# What you should do:
Nothing but a full, exact copy of the data is needed.

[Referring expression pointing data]

*** Begin section ***

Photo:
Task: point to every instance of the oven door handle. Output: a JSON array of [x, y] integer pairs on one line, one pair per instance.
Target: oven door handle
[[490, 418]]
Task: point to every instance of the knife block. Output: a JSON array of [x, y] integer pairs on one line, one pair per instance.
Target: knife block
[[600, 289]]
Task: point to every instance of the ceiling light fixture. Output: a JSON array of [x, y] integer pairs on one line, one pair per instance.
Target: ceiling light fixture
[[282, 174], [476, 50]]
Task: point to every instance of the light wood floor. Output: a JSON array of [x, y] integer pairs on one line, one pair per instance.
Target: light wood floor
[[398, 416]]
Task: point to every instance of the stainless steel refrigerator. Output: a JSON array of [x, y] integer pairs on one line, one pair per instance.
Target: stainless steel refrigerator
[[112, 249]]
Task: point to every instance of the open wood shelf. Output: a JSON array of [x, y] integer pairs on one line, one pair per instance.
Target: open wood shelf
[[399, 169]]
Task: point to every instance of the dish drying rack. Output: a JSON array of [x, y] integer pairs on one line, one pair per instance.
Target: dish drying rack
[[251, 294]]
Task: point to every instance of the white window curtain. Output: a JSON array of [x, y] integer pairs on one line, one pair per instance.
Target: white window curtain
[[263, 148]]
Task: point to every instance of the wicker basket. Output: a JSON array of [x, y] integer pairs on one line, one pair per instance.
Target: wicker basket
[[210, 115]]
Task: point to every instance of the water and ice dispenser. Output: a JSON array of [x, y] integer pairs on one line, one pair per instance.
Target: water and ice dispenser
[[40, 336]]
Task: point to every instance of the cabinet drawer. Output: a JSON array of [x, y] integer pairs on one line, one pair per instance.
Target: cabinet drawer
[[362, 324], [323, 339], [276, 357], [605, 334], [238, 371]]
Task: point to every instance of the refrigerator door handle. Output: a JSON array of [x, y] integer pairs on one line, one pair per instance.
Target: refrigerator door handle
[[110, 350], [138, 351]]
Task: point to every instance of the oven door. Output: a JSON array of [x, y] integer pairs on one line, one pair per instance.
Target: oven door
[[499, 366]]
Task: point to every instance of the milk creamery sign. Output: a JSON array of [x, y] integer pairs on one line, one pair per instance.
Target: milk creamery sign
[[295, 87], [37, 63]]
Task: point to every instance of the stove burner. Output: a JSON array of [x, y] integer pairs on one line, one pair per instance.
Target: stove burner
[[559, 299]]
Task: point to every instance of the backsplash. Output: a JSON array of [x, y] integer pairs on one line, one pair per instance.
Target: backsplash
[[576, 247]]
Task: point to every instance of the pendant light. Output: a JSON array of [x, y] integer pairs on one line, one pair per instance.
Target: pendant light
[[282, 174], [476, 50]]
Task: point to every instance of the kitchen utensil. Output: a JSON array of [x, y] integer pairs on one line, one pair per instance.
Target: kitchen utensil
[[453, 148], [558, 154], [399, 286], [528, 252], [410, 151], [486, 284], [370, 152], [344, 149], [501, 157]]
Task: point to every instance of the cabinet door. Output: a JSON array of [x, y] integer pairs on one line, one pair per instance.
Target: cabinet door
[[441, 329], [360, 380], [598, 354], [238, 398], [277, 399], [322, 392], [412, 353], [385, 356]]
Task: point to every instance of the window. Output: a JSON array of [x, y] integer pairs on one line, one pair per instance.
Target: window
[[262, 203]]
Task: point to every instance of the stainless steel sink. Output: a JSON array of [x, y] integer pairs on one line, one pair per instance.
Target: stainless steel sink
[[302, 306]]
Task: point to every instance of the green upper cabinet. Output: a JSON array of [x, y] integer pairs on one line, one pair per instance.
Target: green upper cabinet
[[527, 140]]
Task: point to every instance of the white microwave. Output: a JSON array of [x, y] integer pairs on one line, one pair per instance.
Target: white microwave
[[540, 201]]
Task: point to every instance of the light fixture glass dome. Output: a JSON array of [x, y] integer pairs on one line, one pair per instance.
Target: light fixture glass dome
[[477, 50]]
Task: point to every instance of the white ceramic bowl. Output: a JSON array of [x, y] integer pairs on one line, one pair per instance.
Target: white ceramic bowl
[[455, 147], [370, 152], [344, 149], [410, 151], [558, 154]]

*** End section ***

# Answer area:
Photo:
Task: point to every instance of the oven door handle. Output: a JSON array of [x, y] integer pairs on one line, one pair per instance.
Target: oven door handle
[[490, 418]]
Task: point to every instance of the knife block. Output: a JSON array of [x, y] integer pairs on one line, one pair per instance.
Target: knife block
[[600, 289]]
Task: point to every instance of the ceiling light fixture. Output: a JSON array of [x, y] integer pairs on one line, one pair per instance.
Target: ceiling light fixture
[[282, 174], [476, 50]]
Task: point to every instance of the light wood floor. Output: a JSON array of [x, y] integer pairs on one line, one pair per instance.
Target: light wood floor
[[398, 416]]
Task: point to every instance of the stainless steel refrigerator. Output: a JSON array of [x, y] integer pairs on one line, one pair per instance.
Target: stainless steel refrigerator
[[112, 249]]
Task: point to every instance of the open wood shelf. Output: a JSON array of [x, y] integer pairs on one line, one pair per instance.
Target: open wood shelf
[[399, 169]]
Task: point to every instance of the dish drying rack. Output: a JSON array of [x, y] integer pairs on one line, one pair per instance.
Target: dish drying rack
[[251, 294]]
Task: point to every instance of the white window curtain. Output: a JSON array of [x, y] integer pairs on one line, one pair per instance.
Target: white window curtain
[[263, 148]]
Task: point to every instance of the wicker basket. Output: a JSON array of [x, y] integer pairs on one line, one pair per instance.
Target: wicker basket
[[210, 115]]
Task: point to every instance of the water and ice dispenser. Output: a JSON array of [x, y] integer pairs on one line, one pair per instance.
Target: water and ice dispenser
[[40, 336]]
Task: point to every instance of the cabinet drawer. Output: a JSON array of [x, y] integer pairs on one line, one pair per instance.
Target: cabinet drawer
[[362, 324], [323, 339], [276, 357], [605, 334], [238, 371]]
Task: point to every instance of the refrigerator door handle. Output: a JSON array of [x, y] integer pairs on one line, one pair per instance.
Target: refrigerator door handle
[[110, 350], [138, 351]]
Task: point to every instance of the oven door. Output: a JSON array of [x, y] integer pairs on one line, one pair per instance.
Target: oven door
[[499, 366]]
Task: point to every instance of the milk creamery sign. Output: a JSON array of [x, y] integer pairs on one line, one pair per instance.
Target: milk creamery sign
[[295, 87], [37, 63]]
Task: point to every instance of the stove burner. Output: a JSON array of [x, y] integer pairs on one line, one pair per instance.
Target: stove burner
[[559, 299]]
Task: point to every instance of the backsplash. Output: a JSON array of [x, y] integer pairs on one line, one pair per instance.
Target: backsplash
[[576, 247]]
Task: point to every instance of the pendant light. Output: a JSON array of [x, y] integer pairs on one line, one pair per instance.
Target: pendant light
[[282, 174], [476, 50]]
Task: point to every instance of the kitchen utensil. Output: a JSON array of [x, y] integer pairs on one line, one pair per instance.
Target: kitchen utensil
[[453, 148], [558, 154], [399, 286], [528, 252], [410, 151], [486, 284], [370, 152], [344, 149], [501, 157]]
Task: point to every instance of the cabinet door. Output: a JSON array of [x, y] integer pairs on one line, one pair per instance.
Target: cabinet door
[[441, 329], [360, 380], [598, 354], [238, 398], [277, 399], [322, 392], [412, 353], [385, 356]]
Task: point to every instance of the window. Output: a JSON array of [x, y] integer pairs on one line, one pair per instance.
Target: window
[[262, 203]]
Task: point to every instance of the stainless steel sink. Output: a JSON array of [x, y] integer pairs on one line, one pair per instance.
Target: stainless steel sink
[[302, 306]]
Task: point to every instance of the green upper cabinet. Output: a JSON array of [x, y] integer pairs on one line, one pair per instance.
Target: green upper cabinet
[[527, 140]]
Task: point to every instance of the white microwave. Output: a JSON array of [x, y] integer pairs on one line, one pair per instance.
Target: white microwave
[[540, 201]]
Task: point to every instance of the light fixture glass dome. Output: a JSON array of [x, y] integer pairs on one line, one pair per instance.
Target: light fixture glass dome
[[477, 50]]
Task: point to every instance of the white ceramic bowl. Output: a JSON array of [x, y] integer pairs on one line, one pair per instance.
Target: white ceramic bowl
[[455, 147], [370, 152], [344, 149], [410, 151], [558, 154]]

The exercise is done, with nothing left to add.